◆ **WHAT THE TASK ASKS**:
Gather every line in the listing below that contains the string "airport", matching case exactly.

Dataset rows
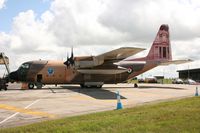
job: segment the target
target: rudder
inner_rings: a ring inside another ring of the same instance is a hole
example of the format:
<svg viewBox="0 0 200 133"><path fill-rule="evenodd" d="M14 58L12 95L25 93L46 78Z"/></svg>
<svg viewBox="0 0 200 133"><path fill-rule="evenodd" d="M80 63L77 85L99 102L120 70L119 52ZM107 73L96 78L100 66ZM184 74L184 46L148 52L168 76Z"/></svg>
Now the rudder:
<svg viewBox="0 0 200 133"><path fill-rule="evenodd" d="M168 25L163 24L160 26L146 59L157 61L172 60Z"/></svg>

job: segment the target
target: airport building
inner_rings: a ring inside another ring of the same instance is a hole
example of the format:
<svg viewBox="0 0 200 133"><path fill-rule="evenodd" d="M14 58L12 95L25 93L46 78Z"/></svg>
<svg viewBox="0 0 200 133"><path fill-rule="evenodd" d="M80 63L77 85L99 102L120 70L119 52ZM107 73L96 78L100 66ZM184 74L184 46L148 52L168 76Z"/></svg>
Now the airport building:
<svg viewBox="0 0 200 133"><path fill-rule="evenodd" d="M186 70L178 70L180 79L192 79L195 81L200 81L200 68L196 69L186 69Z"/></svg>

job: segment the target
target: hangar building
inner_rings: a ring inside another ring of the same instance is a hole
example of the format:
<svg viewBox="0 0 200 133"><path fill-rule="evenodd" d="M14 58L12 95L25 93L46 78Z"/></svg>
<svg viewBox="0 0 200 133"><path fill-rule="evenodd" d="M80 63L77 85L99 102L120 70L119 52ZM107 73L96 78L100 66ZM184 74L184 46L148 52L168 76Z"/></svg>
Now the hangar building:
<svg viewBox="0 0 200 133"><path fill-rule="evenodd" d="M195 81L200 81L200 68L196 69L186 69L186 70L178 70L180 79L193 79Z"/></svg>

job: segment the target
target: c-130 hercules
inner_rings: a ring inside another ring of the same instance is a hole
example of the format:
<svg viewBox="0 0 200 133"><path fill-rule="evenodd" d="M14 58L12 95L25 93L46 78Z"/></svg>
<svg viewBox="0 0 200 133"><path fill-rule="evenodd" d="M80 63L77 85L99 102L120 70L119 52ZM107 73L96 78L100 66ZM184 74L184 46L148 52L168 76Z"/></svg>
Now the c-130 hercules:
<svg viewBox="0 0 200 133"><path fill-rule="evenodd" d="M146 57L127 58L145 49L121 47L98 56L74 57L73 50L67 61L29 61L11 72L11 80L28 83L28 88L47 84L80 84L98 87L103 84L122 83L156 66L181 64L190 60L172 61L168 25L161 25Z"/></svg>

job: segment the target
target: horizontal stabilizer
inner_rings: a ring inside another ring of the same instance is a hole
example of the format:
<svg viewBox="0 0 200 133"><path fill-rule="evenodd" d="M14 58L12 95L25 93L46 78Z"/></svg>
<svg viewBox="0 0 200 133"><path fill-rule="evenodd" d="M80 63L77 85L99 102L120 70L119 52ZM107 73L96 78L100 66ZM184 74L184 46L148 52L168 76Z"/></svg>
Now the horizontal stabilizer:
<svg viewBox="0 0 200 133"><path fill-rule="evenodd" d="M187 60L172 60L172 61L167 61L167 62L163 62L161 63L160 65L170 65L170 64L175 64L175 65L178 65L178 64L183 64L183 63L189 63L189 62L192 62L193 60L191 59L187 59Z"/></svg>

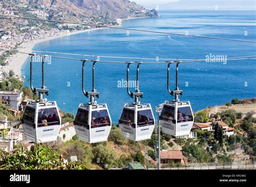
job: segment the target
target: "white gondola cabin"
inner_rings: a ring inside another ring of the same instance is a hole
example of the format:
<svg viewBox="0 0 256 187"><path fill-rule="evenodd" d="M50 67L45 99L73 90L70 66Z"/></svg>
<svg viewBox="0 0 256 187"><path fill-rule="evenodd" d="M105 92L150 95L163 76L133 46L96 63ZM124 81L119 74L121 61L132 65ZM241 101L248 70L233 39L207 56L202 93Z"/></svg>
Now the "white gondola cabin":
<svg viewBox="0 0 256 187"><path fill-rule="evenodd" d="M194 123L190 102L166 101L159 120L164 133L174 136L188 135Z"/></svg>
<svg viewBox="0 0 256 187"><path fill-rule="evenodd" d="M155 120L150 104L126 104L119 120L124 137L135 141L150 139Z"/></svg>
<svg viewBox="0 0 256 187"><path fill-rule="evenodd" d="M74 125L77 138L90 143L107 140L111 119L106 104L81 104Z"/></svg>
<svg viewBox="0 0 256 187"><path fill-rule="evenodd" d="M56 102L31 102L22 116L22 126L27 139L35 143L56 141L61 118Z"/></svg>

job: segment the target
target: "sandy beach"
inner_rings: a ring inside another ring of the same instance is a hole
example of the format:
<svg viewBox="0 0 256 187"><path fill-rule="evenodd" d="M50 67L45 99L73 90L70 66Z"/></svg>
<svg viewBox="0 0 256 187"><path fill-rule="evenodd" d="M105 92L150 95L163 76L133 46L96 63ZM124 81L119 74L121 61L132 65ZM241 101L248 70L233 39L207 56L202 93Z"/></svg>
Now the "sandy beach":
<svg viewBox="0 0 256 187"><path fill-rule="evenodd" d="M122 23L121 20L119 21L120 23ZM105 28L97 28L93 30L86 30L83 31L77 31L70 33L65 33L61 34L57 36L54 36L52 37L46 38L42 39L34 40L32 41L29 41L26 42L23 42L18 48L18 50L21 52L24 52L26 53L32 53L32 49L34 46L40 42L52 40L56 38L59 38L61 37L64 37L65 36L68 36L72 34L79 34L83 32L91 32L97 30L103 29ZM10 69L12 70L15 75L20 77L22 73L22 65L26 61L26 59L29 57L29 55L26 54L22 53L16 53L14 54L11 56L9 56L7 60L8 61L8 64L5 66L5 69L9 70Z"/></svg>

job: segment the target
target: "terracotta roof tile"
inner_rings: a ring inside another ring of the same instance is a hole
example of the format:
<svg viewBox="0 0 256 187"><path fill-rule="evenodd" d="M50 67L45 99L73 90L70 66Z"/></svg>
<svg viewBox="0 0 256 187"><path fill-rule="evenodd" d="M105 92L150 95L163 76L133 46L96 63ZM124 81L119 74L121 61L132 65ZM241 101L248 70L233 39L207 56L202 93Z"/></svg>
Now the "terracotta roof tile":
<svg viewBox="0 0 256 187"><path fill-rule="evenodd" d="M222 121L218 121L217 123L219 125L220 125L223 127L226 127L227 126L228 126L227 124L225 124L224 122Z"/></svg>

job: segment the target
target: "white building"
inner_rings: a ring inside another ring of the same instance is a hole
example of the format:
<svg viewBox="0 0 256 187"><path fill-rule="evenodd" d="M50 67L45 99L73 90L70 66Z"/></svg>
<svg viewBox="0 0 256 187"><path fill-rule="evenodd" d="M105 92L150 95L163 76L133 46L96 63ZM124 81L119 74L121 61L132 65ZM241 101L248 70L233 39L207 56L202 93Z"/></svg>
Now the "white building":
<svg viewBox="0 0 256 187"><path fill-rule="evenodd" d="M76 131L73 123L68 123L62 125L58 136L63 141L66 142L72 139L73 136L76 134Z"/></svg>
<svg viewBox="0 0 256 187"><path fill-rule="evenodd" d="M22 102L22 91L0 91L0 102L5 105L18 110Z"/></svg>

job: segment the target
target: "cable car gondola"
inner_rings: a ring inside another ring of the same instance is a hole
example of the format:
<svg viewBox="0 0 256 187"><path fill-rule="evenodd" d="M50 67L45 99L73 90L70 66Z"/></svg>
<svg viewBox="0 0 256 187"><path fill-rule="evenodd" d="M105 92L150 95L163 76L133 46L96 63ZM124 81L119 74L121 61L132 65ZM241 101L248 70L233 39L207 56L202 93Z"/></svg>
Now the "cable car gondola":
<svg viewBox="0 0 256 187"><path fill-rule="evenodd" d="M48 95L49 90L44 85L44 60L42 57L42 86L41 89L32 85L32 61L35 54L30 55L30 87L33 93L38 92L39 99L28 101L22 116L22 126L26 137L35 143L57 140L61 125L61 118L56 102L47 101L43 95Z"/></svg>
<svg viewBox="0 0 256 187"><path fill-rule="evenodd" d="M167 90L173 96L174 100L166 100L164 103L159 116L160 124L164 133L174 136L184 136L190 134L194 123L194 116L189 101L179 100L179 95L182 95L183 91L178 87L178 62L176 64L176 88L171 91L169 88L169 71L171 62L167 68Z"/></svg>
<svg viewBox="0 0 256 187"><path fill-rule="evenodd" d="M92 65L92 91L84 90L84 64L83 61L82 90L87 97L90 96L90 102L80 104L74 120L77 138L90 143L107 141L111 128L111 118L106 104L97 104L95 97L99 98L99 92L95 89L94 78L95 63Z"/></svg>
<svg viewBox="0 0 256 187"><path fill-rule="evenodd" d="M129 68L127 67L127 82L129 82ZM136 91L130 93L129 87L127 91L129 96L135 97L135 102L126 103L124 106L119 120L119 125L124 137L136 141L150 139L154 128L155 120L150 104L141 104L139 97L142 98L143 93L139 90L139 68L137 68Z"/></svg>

* * *

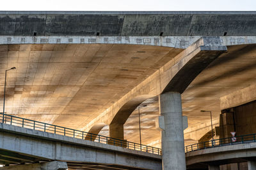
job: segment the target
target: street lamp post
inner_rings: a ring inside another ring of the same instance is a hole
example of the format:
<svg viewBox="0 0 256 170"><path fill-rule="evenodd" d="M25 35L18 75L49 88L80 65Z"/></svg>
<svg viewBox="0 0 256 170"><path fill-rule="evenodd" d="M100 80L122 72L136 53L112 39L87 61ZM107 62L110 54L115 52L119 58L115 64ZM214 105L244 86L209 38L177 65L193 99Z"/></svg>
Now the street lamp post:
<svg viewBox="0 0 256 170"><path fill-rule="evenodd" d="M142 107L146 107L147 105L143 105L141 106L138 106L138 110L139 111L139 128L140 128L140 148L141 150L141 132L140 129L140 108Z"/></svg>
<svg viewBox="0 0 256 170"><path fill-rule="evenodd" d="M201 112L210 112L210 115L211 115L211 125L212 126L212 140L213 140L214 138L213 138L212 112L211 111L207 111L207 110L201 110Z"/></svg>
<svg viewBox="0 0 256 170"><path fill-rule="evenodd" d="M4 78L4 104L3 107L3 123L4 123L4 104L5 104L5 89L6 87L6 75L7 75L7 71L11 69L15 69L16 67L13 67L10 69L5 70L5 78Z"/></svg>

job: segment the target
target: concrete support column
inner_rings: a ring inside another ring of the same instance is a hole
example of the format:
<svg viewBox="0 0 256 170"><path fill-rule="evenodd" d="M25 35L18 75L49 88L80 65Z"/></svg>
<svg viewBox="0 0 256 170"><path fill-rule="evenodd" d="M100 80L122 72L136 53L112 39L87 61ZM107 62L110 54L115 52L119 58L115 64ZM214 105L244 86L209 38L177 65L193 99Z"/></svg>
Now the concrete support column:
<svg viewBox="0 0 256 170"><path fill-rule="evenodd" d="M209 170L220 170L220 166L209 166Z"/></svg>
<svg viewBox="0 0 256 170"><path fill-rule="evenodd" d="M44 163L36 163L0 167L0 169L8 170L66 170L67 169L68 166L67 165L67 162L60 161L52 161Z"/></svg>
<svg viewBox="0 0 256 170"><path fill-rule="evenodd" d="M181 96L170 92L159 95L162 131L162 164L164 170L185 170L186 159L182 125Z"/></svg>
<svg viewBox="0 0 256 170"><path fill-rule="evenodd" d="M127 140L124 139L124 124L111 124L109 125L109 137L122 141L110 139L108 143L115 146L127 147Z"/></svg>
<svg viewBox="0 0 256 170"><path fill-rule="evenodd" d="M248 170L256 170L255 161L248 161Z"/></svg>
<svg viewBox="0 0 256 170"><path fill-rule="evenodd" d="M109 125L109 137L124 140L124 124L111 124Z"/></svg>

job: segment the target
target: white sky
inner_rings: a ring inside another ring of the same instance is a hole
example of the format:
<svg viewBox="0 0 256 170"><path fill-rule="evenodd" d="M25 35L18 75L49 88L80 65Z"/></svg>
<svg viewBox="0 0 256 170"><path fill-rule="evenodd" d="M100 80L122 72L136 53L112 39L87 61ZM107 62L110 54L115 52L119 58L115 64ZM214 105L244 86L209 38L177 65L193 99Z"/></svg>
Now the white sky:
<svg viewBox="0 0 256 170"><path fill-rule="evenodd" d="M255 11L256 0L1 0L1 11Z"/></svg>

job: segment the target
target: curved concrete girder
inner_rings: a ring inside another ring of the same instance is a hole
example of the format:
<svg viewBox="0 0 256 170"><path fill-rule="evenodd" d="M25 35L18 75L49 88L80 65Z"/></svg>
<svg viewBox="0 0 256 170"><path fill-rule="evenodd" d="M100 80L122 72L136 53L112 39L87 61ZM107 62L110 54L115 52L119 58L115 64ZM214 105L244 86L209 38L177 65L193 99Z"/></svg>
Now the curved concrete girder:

◆ **WORKED SOLUTION**:
target: airport building
Now the airport building:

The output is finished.